▸ **Required work**: Print the stretch of the ferry crossing diary from "Sunny, mild but" through "getting two coffees.", word for word.

▸ **Selection**:
******

Dover - like that flag!
Sunny, mild but windy. Up at 7.30 am, threw all the stuff back into the bags and Mike gave the cardboard key back to the woman who was busy doing breakfasts and we left at 8.30 am. Straight to the port as we’d already topped up the fuel tank. Dover Seaway was just docking as we arrived and we only had time to change time zones and money before the ship started loading cars while lorries were still coming off! Mike bought us both breakfasts, which cost an enormous £7.95 each and they were not very good and not very hot either. He couldn’t get the coffee machine to work so, after we'd eaten, I got the job of getting two coffees. 
Ferry boat being positioned by tug
The Polish guy from the checkout desk came and worked the temperamental machine for me and when it short measured the amount that went into the cups he came and added another shot of expresso coffee into my Capuchino and Mike’s Latte - no decaff - so we’ll be running on rocket fuel and definitely not nodding off! Modern technology, he said and charged me £4.80. It was pretty windy once we left the shelter of the French coast, waves crashing over the bows and rocking the single curtain-sided lorry on the bow deck. I spotted a very neat looking DFDS house flag flying on the bow and said that would look nice on our mast. Mike went to see if he could obtain one from the guy on the desk. He was interested to know that we had a boat in Germany and used their services regularly to go back and forth to the UK, but said he had no flags and maybe we could get one from their online shop or maybe their shop on board had one. 
Detaching
Mike went to look, nope, he asked the shop assistant, she offered him a lighter! Won’t fit on the mast, sorry. As we approached Dover we could see another ferryboat in front and a voice on the tannoy said there would be around a thirty minute delay. Then the ship turned bows into the wind coming up the Channel while we waited for the P&O ferry to dock. We could see there was a tug standing by as we entered the harbour, sliding sideways into the gap with the wind and tide – reminded us of getting into West Stockwith lock on the tidal Trent (people don't realise, but there is nothing like that that we've come across in navigating the whole of Europe).

******

▸ **Material provided**:
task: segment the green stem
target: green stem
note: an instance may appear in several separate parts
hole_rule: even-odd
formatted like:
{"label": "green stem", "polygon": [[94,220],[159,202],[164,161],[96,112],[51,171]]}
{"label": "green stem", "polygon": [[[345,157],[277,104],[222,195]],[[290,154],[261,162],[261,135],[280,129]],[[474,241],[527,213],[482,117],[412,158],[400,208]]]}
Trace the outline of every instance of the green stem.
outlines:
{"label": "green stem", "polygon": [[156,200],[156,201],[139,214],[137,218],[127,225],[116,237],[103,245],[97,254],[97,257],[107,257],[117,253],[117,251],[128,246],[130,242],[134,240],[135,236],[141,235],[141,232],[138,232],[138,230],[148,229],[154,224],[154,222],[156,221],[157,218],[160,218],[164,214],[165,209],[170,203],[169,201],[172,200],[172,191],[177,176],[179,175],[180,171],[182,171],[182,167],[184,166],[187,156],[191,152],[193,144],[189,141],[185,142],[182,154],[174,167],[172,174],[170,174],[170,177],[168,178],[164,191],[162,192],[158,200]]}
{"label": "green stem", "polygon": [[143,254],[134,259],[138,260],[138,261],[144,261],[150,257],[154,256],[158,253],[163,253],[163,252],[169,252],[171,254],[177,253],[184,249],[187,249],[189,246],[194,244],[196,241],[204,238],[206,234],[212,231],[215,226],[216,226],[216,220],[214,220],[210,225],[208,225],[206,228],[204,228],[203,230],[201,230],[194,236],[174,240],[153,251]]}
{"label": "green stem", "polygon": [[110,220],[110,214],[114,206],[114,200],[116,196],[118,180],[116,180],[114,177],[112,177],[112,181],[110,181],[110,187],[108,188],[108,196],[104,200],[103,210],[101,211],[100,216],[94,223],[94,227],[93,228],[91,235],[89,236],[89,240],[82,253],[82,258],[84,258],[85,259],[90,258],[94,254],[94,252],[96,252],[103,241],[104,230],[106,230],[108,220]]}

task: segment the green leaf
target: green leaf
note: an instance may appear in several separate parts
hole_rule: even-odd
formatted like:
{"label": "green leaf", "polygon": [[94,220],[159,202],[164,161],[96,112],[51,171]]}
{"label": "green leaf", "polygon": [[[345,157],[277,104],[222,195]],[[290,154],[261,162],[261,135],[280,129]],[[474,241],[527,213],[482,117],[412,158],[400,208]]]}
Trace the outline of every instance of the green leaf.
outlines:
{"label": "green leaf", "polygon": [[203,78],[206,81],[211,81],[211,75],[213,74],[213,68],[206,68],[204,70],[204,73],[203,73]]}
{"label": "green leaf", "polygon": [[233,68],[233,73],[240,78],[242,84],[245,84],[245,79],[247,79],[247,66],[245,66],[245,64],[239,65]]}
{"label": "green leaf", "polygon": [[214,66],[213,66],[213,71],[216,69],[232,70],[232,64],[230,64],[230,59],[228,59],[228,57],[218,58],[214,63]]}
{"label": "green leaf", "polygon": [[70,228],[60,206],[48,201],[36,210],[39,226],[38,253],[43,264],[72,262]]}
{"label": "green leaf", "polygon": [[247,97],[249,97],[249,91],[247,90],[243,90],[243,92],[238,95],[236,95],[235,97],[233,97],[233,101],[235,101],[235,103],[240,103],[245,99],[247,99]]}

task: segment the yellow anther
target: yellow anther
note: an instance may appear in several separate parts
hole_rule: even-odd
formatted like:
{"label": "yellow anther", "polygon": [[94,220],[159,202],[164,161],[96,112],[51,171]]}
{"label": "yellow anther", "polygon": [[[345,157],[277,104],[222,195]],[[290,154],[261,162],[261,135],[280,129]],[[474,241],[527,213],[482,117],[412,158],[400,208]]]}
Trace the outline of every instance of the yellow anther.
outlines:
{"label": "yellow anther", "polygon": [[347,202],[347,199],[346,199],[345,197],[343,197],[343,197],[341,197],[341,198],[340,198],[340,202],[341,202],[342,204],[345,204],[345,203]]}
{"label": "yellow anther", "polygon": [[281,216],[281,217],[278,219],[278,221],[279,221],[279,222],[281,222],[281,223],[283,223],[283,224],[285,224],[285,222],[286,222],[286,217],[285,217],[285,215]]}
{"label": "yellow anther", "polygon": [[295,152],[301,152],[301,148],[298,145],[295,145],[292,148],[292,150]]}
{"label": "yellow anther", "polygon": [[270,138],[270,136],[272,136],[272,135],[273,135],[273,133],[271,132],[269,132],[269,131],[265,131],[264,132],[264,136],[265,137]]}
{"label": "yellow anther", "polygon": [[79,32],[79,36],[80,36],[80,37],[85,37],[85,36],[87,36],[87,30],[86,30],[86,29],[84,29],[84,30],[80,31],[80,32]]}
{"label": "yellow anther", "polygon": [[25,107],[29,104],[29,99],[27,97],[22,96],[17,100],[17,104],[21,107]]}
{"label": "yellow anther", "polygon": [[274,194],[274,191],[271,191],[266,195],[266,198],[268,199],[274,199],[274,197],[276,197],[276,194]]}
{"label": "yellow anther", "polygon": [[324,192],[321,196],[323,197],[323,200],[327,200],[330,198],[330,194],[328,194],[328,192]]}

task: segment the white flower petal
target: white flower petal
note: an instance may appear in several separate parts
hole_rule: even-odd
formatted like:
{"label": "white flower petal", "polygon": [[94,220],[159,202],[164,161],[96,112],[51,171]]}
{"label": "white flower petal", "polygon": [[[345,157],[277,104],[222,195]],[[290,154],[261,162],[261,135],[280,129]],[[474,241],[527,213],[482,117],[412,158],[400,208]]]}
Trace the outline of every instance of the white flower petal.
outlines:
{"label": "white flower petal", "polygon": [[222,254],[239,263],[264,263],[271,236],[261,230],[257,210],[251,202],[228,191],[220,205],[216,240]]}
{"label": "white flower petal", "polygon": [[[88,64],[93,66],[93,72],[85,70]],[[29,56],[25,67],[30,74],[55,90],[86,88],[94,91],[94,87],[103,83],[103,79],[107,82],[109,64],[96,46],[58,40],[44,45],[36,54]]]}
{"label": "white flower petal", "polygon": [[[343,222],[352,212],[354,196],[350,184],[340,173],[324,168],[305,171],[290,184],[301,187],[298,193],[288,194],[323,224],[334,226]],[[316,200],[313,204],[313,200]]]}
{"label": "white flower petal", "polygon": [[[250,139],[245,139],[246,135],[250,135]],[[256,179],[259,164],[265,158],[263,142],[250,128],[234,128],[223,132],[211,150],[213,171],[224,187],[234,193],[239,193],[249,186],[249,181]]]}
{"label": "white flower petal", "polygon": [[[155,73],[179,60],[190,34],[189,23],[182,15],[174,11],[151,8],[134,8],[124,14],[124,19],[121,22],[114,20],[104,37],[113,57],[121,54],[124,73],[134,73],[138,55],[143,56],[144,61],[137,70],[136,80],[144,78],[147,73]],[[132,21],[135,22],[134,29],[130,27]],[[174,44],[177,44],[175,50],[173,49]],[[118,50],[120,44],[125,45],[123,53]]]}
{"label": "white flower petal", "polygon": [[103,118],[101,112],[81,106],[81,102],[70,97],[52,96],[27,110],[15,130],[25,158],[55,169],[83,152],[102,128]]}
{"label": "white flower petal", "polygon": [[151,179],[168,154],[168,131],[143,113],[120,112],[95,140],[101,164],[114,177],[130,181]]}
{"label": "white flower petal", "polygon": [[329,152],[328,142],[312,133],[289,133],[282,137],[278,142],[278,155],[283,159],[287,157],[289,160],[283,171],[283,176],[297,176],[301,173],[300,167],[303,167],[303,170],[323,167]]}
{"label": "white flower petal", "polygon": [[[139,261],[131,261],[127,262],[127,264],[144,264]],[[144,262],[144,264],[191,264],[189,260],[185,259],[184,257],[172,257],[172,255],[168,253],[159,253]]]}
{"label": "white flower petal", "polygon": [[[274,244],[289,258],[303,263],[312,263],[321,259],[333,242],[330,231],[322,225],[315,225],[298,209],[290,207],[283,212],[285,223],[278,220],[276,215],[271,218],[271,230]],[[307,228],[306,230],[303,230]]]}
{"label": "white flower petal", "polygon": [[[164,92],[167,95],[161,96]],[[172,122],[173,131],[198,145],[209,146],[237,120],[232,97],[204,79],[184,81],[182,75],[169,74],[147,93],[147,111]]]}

******

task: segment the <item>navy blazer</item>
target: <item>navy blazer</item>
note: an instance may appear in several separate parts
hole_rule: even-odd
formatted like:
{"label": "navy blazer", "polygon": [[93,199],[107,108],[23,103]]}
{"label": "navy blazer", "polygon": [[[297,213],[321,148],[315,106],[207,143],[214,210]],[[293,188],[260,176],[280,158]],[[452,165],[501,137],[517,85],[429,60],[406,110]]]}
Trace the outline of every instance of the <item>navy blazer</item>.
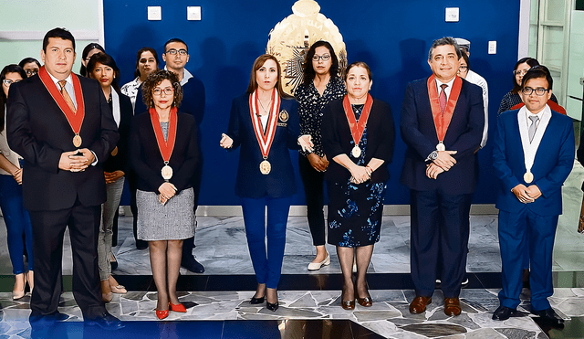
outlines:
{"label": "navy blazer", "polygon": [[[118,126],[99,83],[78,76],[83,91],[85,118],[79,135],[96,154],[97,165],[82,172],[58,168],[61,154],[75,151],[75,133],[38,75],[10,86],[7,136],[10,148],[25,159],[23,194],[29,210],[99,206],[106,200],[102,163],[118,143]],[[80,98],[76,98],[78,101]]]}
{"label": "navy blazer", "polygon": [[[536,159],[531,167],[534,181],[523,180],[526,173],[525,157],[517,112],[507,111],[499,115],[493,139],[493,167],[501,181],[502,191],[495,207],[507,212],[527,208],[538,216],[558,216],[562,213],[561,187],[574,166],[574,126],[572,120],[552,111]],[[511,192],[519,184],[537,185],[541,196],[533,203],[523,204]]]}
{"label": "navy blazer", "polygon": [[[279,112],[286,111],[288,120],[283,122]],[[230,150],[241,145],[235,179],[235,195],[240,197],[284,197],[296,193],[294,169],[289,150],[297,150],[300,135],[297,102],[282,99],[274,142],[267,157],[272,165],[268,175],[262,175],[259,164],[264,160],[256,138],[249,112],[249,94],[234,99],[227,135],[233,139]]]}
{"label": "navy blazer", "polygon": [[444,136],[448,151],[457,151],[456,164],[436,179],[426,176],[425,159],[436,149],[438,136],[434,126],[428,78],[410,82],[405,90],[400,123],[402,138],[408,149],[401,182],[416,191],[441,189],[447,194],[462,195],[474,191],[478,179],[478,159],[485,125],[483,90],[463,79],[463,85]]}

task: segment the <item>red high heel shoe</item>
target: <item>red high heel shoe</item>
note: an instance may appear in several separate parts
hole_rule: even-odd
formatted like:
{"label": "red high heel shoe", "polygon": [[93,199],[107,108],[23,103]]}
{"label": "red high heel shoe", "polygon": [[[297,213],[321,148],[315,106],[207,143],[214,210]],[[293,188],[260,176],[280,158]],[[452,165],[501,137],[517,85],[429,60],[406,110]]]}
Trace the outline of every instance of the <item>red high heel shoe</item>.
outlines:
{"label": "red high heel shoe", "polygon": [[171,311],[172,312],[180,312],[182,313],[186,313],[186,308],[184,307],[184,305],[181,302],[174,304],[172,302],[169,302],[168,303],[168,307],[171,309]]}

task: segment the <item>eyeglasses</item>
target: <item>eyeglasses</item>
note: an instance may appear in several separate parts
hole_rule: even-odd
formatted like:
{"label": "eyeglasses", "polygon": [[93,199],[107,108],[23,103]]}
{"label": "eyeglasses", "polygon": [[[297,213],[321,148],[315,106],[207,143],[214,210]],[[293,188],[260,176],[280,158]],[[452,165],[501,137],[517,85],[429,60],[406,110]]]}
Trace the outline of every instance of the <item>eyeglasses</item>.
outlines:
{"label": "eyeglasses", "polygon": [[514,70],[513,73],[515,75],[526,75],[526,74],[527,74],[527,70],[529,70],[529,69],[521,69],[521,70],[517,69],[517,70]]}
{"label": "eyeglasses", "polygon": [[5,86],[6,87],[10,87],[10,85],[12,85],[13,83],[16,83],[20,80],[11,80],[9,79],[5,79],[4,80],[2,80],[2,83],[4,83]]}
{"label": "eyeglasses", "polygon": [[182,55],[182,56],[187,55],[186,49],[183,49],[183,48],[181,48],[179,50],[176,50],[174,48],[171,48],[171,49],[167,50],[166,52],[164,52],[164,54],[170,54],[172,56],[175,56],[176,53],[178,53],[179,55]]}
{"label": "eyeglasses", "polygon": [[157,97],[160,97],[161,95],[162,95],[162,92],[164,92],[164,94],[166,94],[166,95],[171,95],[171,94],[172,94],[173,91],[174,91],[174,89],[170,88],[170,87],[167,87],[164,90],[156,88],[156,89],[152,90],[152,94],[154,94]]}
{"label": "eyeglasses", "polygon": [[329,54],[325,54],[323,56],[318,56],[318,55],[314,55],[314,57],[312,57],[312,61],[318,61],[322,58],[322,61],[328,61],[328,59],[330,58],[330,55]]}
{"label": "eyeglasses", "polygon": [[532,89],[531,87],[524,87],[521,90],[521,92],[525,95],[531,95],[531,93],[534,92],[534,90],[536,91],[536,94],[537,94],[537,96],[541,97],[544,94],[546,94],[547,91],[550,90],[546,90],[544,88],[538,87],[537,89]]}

******

▸ **Task answer**:
Sunny, mild but windy. Up at 7.30 am, threw all the stuff back into the bags and Mike gave the cardboard key back to the woman who was busy doing breakfasts and we left at 8.30 am. Straight to the port as we’d already topped up the fuel tank. Dover Seaway was just docking as we arrived and we only had time to change time zones and money before the ship started loading cars while lorries were still coming off! Mike bought us both breakfasts, which cost an enormous £7.95 each and they were not very good and not very hot either. He couldn’t get the coffee machine to work so, after we'd eaten, I got the job of getting two coffees.